— start Rows —
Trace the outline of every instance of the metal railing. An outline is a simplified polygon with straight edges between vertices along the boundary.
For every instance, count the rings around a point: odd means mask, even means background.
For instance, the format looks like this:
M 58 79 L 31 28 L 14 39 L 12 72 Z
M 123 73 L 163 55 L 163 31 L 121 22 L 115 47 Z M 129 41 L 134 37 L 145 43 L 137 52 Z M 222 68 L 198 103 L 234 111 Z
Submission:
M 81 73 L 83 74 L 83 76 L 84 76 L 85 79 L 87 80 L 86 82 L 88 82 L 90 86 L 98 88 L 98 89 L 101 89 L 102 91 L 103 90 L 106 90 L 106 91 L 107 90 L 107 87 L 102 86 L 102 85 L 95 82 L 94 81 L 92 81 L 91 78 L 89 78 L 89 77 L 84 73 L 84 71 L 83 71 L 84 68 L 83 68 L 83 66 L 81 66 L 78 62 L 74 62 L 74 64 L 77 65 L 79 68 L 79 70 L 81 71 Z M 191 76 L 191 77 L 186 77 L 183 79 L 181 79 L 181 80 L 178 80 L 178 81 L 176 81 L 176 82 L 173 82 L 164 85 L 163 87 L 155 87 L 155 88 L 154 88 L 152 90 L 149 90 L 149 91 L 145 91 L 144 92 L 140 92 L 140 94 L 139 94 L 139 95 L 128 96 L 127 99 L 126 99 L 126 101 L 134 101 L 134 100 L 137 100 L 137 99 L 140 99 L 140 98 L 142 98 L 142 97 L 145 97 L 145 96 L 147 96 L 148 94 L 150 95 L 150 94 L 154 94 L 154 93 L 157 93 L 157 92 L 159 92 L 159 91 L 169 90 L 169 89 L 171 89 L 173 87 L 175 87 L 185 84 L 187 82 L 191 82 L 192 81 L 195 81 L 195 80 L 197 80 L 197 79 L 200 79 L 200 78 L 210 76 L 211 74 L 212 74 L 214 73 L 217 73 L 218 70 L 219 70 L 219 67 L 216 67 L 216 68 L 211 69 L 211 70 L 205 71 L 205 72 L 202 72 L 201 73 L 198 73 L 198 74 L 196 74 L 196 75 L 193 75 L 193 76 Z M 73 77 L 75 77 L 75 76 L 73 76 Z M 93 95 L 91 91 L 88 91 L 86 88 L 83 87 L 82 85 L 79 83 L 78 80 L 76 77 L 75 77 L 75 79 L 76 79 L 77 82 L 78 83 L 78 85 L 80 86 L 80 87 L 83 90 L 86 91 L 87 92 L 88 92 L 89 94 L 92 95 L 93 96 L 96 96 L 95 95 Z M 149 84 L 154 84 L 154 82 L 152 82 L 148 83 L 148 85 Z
— end Rows —
--- Task objective ---
Count the lines above that contain the word "every", and give only the number.

--- Correct response ---
2